[Data excerpts]:
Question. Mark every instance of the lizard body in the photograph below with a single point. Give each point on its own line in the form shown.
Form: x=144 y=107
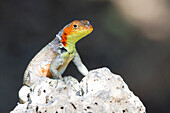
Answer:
x=53 y=59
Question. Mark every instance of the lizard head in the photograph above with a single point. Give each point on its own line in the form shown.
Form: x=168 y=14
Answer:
x=74 y=31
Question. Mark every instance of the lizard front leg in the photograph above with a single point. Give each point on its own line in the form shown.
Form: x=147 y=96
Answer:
x=80 y=66
x=59 y=64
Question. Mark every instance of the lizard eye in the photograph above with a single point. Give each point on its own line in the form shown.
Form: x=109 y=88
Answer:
x=75 y=26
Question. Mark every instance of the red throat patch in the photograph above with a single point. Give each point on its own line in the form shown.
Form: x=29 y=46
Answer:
x=64 y=39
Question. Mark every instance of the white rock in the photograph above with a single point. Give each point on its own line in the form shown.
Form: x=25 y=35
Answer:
x=99 y=92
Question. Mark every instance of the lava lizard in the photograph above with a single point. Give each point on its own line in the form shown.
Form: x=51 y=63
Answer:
x=53 y=59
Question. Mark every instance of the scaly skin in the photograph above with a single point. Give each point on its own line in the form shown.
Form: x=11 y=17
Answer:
x=53 y=59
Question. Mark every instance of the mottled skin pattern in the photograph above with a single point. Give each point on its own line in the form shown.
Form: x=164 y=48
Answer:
x=53 y=59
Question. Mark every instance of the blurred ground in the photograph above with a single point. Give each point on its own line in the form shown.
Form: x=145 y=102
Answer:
x=133 y=45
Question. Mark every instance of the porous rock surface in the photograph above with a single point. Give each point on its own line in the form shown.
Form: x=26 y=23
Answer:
x=99 y=92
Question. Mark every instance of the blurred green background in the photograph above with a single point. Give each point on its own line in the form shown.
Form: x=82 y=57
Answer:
x=131 y=38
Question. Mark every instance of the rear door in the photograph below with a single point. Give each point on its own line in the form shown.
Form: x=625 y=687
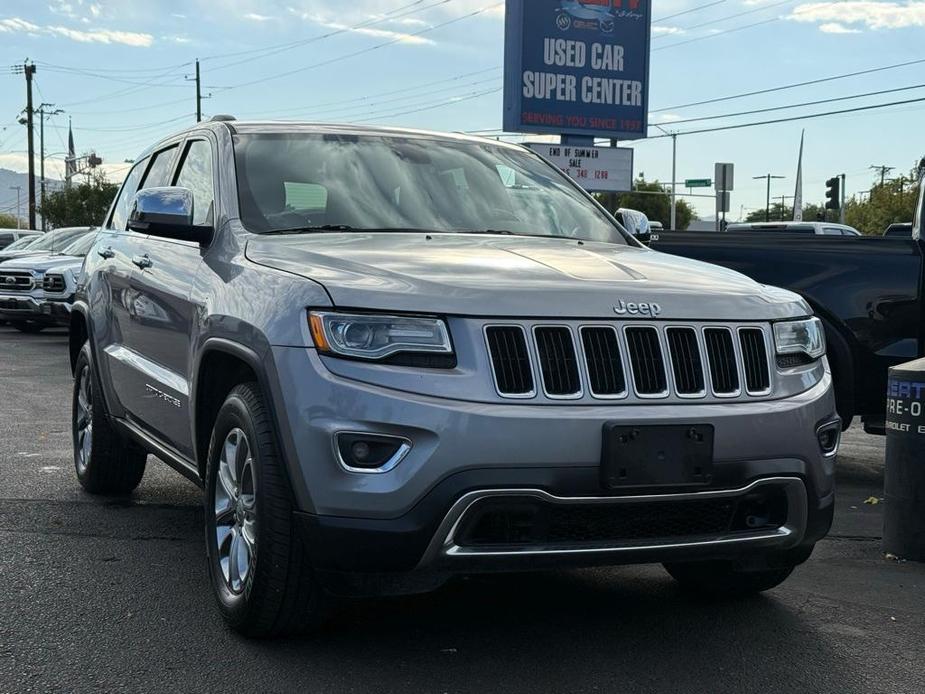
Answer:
x=163 y=314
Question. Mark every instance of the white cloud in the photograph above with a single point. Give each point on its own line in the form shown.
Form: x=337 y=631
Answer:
x=836 y=28
x=128 y=38
x=869 y=14
x=666 y=31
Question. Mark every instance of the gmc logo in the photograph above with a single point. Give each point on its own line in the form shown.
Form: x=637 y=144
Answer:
x=624 y=308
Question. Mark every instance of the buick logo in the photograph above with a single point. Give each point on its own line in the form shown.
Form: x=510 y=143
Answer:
x=643 y=308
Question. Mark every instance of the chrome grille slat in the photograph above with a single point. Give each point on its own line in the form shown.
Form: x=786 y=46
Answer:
x=632 y=360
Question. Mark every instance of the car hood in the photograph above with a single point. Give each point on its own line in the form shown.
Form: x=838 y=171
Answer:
x=517 y=276
x=41 y=263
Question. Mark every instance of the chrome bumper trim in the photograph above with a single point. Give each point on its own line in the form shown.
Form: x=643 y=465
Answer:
x=443 y=544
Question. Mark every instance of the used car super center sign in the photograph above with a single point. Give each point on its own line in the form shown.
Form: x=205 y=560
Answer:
x=578 y=68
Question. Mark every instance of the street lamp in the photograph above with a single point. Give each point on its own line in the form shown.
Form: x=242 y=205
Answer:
x=767 y=207
x=674 y=178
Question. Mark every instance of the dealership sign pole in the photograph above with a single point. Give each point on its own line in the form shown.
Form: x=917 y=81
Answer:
x=577 y=69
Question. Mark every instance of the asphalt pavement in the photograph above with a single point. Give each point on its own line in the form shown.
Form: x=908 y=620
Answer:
x=112 y=595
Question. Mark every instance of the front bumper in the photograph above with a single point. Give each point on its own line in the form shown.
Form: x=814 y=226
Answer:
x=29 y=308
x=401 y=521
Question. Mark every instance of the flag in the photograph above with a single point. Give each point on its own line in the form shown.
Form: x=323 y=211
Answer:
x=70 y=165
x=798 y=193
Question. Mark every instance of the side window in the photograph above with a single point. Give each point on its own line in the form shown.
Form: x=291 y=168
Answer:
x=196 y=174
x=161 y=166
x=123 y=203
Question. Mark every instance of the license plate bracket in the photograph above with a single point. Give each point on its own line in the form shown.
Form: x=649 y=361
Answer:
x=656 y=455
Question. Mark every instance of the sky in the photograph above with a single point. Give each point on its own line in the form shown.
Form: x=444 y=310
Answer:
x=121 y=69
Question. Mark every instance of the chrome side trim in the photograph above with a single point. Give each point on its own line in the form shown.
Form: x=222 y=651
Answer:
x=443 y=542
x=403 y=450
x=166 y=377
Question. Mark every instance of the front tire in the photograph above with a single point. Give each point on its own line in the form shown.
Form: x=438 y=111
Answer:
x=105 y=463
x=719 y=579
x=28 y=327
x=259 y=569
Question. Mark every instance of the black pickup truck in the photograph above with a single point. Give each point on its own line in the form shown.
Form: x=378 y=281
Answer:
x=868 y=291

[Exercise]: Change every "photograph" in the entries above to "image", leave everything else as it is, and omit the pictures.

[Answer to this exercise]:
Question. Mark every instance of the lizard body in the image below with a single point. Give each point on its own line in the form shown.
Form: x=144 y=107
Answer:
x=53 y=59
Question. Mark every instance of the lizard head in the image above with a single point. Give each point on its own line in the form shown.
Form: x=168 y=14
Answer:
x=74 y=31
Question. Mark every instance of the lizard front leg in the image above with a single point. Give each point on its own line in the form shown.
Form: x=147 y=96
Answer:
x=80 y=66
x=59 y=64
Question. Mark every instance of the lizard eye in the image above with a single point. Give each point on its own line in the form shown.
Form: x=109 y=88
Answer:
x=75 y=26
Question. Mark every instance of the red throat patch in the image above with a single point. Give each point on its own line in the form shown.
Form: x=29 y=46
Answer:
x=64 y=39
Question. Mark every instance of the white rock in the image above with a single point. Give each point on its own line in the form shown.
Form: x=25 y=35
Answer:
x=99 y=92
Question. Mark every instance of the lava lizard in the image above with a single point. Give each point on its own line in the form shown.
Form: x=51 y=63
Answer:
x=53 y=59
Question. Mark every instance of the scaly skin in the image above with a single point. Give each point on its own line in the form shown.
Form: x=11 y=17
Answer:
x=53 y=59
Question. Mark every instance of the mottled skin pattern in the image above with a single point. Give each point on its own line in the form shown.
Form: x=164 y=48
Answer:
x=53 y=59
Question. Mark every instance of the blurred ground in the image above with a single point. Give each point on its own line in the form shown.
Form: x=145 y=102
Answer:
x=133 y=45
Question. Mark every instance of the porous rock surface in the image above with a single point. Give each point on its own line in the form shown.
Form: x=26 y=23
Answer:
x=99 y=92
Question. Mark every instance of the blurred green background in the image above with a single point. Give each point on its own line in the form shown.
Form: x=82 y=57
Answer:
x=131 y=38
Question. Mark every instance of the rear door in the image below with a single point. Give each point on its own line in the form shown.
Form: x=625 y=687
Answer:
x=163 y=314
Question. Mark every instance of the white cloud in the image above with a single point. Give each point on its own line in the form shown.
Form: x=337 y=631
Answer:
x=836 y=28
x=128 y=38
x=869 y=14
x=666 y=31
Question. Mark every instance of the gmc logo in the image above with a single point. Give each point on its own line in the form shown.
Form: x=637 y=144
Answer:
x=624 y=308
Question. Mark every instance of the buick logo in the image above with a single point. Give each point on its own line in the form shown.
Form: x=510 y=143
Answer:
x=643 y=308
Question. Mark every instance of the chrome grille slat in the image above with a single point. Give each point on its own line in the form shown.
Form: x=786 y=46
Answer:
x=632 y=360
Question. Mark every instance of the car hood in the image above with a single point. Give each point on its own line in the form shown.
Form: x=838 y=171
Answer:
x=517 y=276
x=41 y=263
Question. Mark every instance of the chrome bumper trim in the image above with a single point. Give each point on its own line in the form shown.
Form: x=643 y=465
Answer:
x=443 y=544
Question. Mark every instance of the used car super center sign in the image above with a single point. Give each point on its own line in the form shown.
Form: x=205 y=560
Answer:
x=578 y=68
Question. Mark every instance of the street lamp in the image above with a single point. Give each point on its own line in the form shown.
Form: x=242 y=205
Answer:
x=767 y=207
x=674 y=178
Question. Mark every instance of the dealership sign pole in the image above with a single point. Give each point on its own line in the form shown.
Form: x=917 y=81
Answer:
x=577 y=69
Question. Mark every instance of the asphalt pavement in the image above with a single point. Give each point on its own line in the form shown.
Form: x=908 y=620
Answer:
x=112 y=595
Question. Mark every instance of the front bumper in the image above with a single point. Give each point on its own line in the form shown.
Form: x=814 y=226
Answer:
x=29 y=308
x=401 y=521
Question. Mark every instance of the flag in the image above with a single point. Give each point on its own line in the form shown.
Form: x=323 y=211
Answer:
x=70 y=165
x=798 y=193
Question. Mark every instance of the side window in the image above with a single point. Give each point on its own line in the form shown.
Form: x=291 y=168
Answer:
x=196 y=174
x=161 y=166
x=123 y=203
Question. Mark every instance of the license plate bracket in the image above with a single point. Give each point on its own line in the form shown.
Form: x=649 y=361
Answer:
x=656 y=455
Question. Mark every instance of the sky in the image above with a single point. Give each point on its own line in the form shown.
Form: x=444 y=310
Answer:
x=121 y=69
Question. Mark every instance of the chrome side trim in the image above with a single point. Give each point on its own line in the form shown.
Form: x=222 y=651
Answer:
x=443 y=542
x=403 y=450
x=166 y=377
Question. Mark every instance of the front tire in the image above with a single point. Give each point on its own line in the form shown.
Form: x=438 y=111
Answer:
x=105 y=463
x=719 y=579
x=28 y=327
x=259 y=569
Question. Mark every instance of the black pickup truck in the image above with a single point. Give each point on its own line in the form shown.
Form: x=378 y=281
Answer:
x=868 y=291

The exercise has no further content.